→ **What is expected**: Print the listing below exactly.

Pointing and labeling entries
====
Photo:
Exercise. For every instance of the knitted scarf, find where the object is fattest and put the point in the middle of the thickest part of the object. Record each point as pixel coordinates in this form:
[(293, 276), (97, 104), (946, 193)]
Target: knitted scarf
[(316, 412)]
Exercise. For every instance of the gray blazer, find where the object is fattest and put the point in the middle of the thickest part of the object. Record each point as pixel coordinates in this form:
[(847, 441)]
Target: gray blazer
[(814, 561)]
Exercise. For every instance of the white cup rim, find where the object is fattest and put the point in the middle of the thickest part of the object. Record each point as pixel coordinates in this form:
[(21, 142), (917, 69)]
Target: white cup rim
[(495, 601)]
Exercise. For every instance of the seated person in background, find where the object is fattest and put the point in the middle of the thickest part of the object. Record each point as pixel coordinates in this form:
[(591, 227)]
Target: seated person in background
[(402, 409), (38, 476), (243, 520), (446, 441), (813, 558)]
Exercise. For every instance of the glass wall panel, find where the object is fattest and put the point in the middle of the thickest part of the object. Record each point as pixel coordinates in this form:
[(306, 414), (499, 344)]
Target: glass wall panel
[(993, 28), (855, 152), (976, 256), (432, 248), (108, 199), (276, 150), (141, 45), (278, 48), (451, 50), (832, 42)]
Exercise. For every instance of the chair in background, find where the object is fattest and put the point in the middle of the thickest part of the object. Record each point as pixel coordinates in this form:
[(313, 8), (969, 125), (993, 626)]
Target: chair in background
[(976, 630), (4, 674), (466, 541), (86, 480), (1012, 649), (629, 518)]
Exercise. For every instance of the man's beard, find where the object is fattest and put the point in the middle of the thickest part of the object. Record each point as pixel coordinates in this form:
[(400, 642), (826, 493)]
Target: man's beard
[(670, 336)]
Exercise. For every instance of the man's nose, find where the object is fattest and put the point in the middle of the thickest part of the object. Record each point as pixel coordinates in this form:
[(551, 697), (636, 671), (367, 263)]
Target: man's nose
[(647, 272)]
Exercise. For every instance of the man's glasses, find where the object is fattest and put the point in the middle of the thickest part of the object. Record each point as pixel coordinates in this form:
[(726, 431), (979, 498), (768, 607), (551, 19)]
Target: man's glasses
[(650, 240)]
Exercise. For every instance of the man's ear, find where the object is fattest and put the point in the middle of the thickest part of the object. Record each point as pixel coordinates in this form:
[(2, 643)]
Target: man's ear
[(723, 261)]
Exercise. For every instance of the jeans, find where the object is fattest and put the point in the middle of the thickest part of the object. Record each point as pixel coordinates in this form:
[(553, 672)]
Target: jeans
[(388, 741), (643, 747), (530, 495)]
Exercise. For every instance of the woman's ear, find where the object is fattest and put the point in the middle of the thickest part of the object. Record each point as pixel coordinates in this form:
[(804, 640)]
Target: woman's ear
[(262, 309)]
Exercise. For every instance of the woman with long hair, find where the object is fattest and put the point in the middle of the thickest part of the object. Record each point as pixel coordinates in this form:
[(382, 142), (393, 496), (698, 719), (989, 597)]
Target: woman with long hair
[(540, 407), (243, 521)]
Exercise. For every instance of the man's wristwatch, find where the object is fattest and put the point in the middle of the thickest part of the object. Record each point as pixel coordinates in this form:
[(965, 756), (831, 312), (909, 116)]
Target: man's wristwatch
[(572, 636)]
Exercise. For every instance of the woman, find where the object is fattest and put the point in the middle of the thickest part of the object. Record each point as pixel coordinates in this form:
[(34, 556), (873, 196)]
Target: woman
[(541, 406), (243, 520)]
====
→ **Solution for this exercise**:
Photo:
Exercise. For every instance of the knitted scarf, find where the object is fattest and put the point in the middle of the thickest part of the object. Record each point as pixel coordinates in this form:
[(293, 276), (97, 104), (946, 193)]
Target: knitted scarf
[(316, 412)]
Exercise. For every instance of the gray blazer, find where the object is fattest and put the point in the middle of the thickest part of the object. Record each point as pixel coordinates in this form:
[(847, 441)]
Target: gray blazer
[(814, 561)]
Exercise. For every instance of the white cup rim, find where the object is fattest and put the point in the middle of the thickest part of the object. Record each point as pixel coordinates in this form:
[(21, 142), (917, 69)]
Target: white cup rim
[(495, 601)]
Exercise. For every instance of the seated person in background, find where the object is fattest and put the point in the middle of the thickest part of the object. Record each point as pixel coordinates in this form:
[(591, 227)]
Target: seated person in background
[(402, 409), (38, 476), (243, 520), (446, 441), (813, 558)]
Exercise. For every instance of the glass wall panel, find where the object is fattest and put the point in the middle of the thickest part of the object. Record each point as pixel coordinates in this form:
[(306, 414), (499, 344)]
Target: glass wall panel
[(993, 28), (855, 152), (976, 256), (432, 248), (108, 199), (276, 150), (141, 45), (278, 48), (451, 50), (832, 42)]
Exercise. For every instance of the chair in background, find where the object is fattest and put the point in the middle of the thickest part of the object. Record each point as pixel coordinates in this form:
[(313, 8), (969, 125), (993, 626)]
Target: chair in background
[(976, 630), (4, 674), (466, 541), (86, 480), (1012, 649), (629, 518)]
Exercise. For every instance of the man's beard, find where the object is fattest and put the point in the middle of the thickest part of the object. Record each point as pixel coordinates in this form:
[(400, 642), (826, 493)]
Target: man's beard
[(670, 336)]
Exercise. For every instance of the man's nose, find where the object is fattest and put the point in the middle of the thickest part of the object. Record each point as pixel coordinates in this form:
[(551, 697), (636, 671), (367, 263)]
Target: man's nose
[(647, 272)]
Exercise. For every instance of the man's glasses, find where the object is fattest and put the point in the middle of the thickest part of the object. Record each point as pixel coordinates in this form:
[(726, 431), (979, 498), (768, 607), (551, 19)]
Target: man's glasses
[(650, 240)]
Exercise. For every instance of the man's ear, find where the object is fattest and put the point in the middle of the thickest part of the object. Record each point as pixel coordinates in this form:
[(2, 643)]
Target: man's ear
[(723, 261)]
Exercise. For every instance of the jeans, find where the object is fattest and put the point in the middle of the thickest part of the object. Record each point as pixel coordinates in this form:
[(553, 672)]
Target: jeans
[(388, 741), (643, 747), (530, 495)]
Exercise. For every instance of the woman's ear, find where the object is fattest and put the point in the middle of the thickest part of the object. Record each point as pixel coordinates in this form:
[(804, 640)]
Target: woman's ear
[(262, 309)]
Exercise. For every instance of the woman with long hair, find where the object is fattest and put the point in the middle of the thickest part of the object. Record each point as pixel coordinates in this form:
[(382, 142), (393, 496), (698, 719), (989, 597)]
Target: woman with long hair
[(540, 407), (243, 521)]
Exercise. For every instance of the man's wristwatch, find where the object is fattest and put the point in the middle of the thickest part of the object. Record each point as pixel coordinates in this form:
[(965, 756), (831, 312), (909, 116)]
Target: man's wristwatch
[(572, 636)]
Exercise. For every instance of the woman, find where the object is fattest and put the point in the middle of the thickest part of the object. Record each point as pixel coordinates in this form:
[(34, 556), (873, 196)]
Target: woman
[(541, 406), (243, 520)]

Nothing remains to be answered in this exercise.